▸ **Document excerpt**:
-------

Last summer, we published an article welcoming the Embedded Vision Alliance to the world. With the incredible processing power available today – particularly when you consider the massive acceleration possibilities with devices like FPGAs and GPUs – real embedded vision becomes a realistic possibility. Making that possibility into reality, however, is an enormous task, requiring collaboration from dozens of companies and academia.
When we talk about embedded vision, we’re not talking about just bolting a camera onto your embedded system. Devices that simply capture, reformat, record, or transmit video don’t count. In order to count for our purposes here, your system needs to actually understand what it’s seeing and do something useful with that information. When it comes to problem complexity, that’s a whole ‘nother kettle of fish.
Machine vision has been a research topic for decades. Hundreds of academic and research papers and projects have led to an enormous body of published work. Researchers have tackled everything from ambitious broad-based vision algorithms to focused topics like facial recognition, gesture recognition, and object identification. The fundamental software algorithms involved in machine vision are highly complex and in a state of constant flux and improvement. The catalog of software doing machine-vision-related tasks is enormous.
As much work as there has been in machine vision, however, practical application of the technology is in its infancy. There have been several obstacles to commercialization of embedded vision technology on a large scale. First, even though there is a huge amount of research and software out there in the world, there is no standard approach that works for the general case. The choice of algorithm depends heavily on the specific problem being solved, and the quality of results required for most real-word commercial applications can be achieved only through exhaustive specialized tuning. You can’t just drop a piece of embedded vision software into your system and have it immediately start recognizing that “the man is giving something to the woman.”

-------

▸ **Stated exercise 1**:
Write out the passage of the embedded vision article from "Last summer, we" to "companies and academia.", word for word.
The entries that follow are unrelated to the embedded vision article.

-------

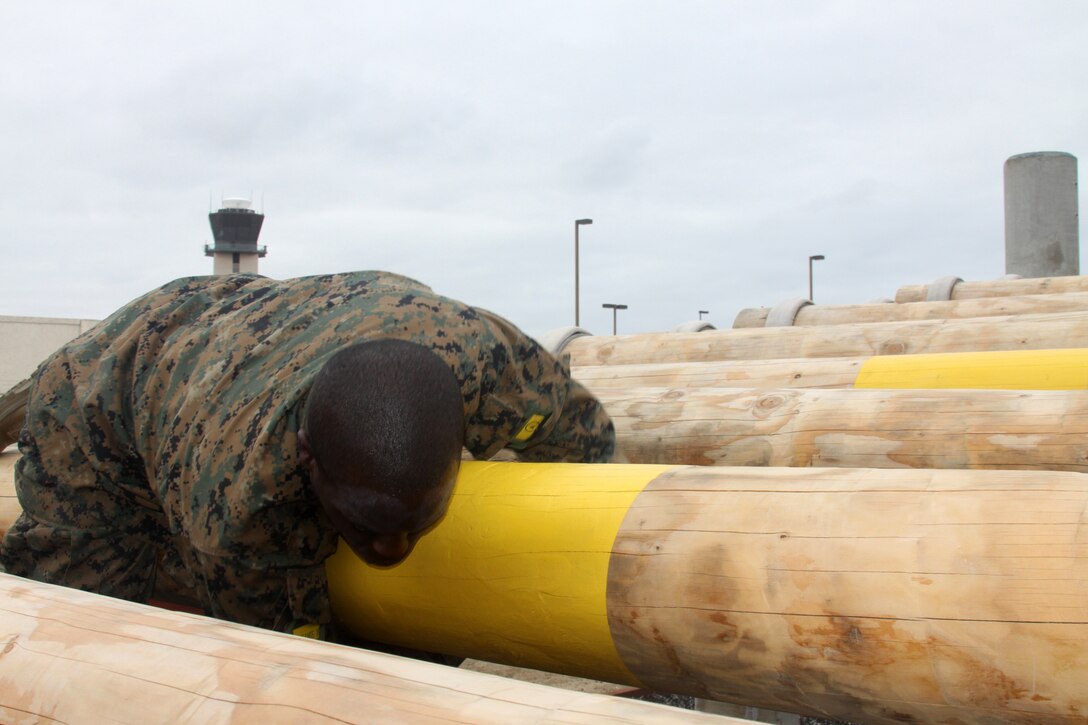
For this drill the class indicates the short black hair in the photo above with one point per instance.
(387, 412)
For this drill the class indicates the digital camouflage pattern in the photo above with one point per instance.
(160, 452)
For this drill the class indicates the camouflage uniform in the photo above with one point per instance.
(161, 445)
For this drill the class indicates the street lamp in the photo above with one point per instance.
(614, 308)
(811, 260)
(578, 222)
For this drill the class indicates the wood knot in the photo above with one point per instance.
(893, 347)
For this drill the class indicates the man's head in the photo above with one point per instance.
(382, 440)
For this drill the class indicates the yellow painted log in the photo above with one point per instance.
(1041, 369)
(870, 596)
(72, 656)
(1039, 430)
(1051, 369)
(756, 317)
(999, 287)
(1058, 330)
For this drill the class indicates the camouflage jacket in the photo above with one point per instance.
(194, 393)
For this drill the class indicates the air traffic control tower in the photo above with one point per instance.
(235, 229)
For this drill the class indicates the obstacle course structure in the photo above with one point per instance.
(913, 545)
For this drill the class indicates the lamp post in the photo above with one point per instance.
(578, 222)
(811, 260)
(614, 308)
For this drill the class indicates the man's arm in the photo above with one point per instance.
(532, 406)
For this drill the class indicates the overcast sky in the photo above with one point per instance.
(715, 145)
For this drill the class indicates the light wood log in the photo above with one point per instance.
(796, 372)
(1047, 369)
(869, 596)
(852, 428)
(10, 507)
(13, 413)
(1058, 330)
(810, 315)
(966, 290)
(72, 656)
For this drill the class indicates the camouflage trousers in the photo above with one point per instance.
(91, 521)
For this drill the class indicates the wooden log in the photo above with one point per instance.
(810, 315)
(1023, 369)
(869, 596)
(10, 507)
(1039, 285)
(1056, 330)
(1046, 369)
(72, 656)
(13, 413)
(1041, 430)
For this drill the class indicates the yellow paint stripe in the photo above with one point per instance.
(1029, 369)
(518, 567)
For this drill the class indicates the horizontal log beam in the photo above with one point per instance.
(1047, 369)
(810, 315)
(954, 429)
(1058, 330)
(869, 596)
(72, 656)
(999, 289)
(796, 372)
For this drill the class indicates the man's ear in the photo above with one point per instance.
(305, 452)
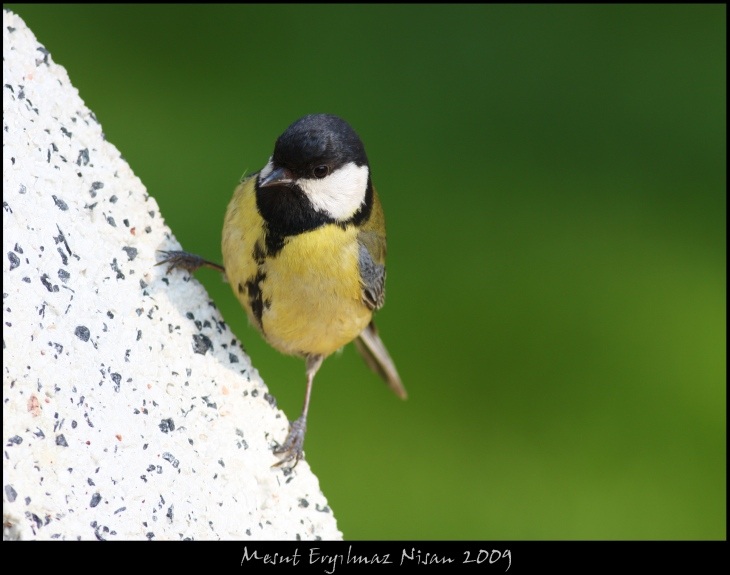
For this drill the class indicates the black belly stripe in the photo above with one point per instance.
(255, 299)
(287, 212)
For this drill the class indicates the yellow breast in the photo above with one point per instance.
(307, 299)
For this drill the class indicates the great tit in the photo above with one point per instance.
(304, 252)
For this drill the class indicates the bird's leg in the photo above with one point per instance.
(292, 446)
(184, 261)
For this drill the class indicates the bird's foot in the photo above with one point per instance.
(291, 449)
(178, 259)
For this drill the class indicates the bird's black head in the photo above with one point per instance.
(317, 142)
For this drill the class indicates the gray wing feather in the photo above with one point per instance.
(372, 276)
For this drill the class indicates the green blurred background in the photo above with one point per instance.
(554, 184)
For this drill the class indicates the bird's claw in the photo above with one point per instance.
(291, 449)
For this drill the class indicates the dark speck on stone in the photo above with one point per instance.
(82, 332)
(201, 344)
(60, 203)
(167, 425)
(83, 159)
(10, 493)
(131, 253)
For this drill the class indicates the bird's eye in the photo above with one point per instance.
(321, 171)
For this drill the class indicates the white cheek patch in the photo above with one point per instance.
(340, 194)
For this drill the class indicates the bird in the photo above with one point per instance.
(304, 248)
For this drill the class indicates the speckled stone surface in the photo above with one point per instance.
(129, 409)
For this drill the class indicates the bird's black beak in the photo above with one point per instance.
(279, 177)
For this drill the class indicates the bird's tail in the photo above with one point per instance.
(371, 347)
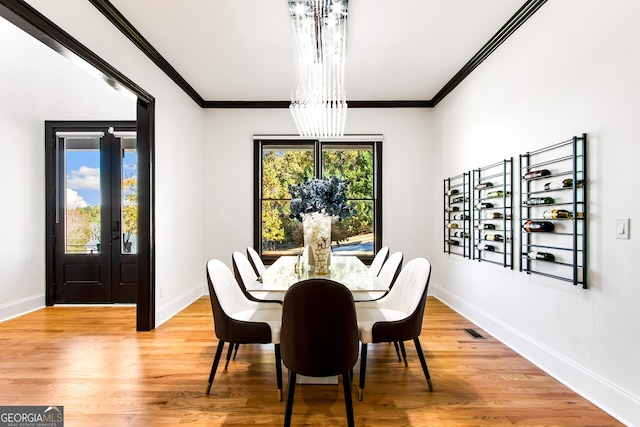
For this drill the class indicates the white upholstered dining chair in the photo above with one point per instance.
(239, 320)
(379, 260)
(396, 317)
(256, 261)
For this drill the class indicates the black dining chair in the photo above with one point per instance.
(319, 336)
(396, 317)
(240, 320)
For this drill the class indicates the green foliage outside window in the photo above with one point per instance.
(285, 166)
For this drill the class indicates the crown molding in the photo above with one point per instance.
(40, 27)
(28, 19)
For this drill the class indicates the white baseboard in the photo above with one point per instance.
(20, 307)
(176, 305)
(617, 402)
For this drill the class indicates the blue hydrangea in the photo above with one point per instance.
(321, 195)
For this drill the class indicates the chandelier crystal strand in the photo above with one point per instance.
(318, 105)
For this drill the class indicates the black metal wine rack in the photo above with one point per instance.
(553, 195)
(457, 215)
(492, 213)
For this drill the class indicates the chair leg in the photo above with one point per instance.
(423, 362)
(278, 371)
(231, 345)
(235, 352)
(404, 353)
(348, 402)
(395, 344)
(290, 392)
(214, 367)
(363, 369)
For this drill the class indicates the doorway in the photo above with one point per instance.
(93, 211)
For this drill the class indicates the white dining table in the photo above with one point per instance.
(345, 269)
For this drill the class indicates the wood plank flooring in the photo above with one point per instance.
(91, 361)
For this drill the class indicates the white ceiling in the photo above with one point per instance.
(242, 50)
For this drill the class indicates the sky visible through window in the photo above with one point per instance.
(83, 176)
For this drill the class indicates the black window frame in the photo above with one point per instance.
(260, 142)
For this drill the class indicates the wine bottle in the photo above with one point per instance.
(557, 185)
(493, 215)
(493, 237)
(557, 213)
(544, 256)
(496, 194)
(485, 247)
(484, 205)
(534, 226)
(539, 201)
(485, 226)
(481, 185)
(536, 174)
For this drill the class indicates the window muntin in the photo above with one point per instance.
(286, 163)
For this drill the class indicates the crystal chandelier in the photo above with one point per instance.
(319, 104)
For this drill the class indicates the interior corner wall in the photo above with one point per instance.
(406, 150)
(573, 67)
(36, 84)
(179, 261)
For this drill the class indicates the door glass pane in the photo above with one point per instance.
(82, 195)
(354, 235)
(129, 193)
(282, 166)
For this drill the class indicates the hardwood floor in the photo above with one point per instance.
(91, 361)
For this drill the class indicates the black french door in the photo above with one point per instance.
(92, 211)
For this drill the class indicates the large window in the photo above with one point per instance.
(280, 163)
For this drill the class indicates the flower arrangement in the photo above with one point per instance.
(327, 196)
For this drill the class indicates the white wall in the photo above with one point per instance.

-------

▸ **Stated exercise 2**:
Which lines in the entries contain the word "stripe"? Collect each one.

▸ **Full response 1**:
Last summer, we published an article welcoming the Embedded Vision Alliance to the world. With the incredible processing power available today – particularly when you consider the massive acceleration possibilities with devices like FPGAs and GPUs – real embedded vision becomes a realistic possibility. Making that possibility into reality, however, is an enormous task, requiring collaboration from dozens of companies and academia.

▸ **Full response 2**:
For this drill the class indicates the yellow paint stripe in the photo above with one point per instance.
For this drill the class indicates the black belly stripe in the photo above with one point per instance.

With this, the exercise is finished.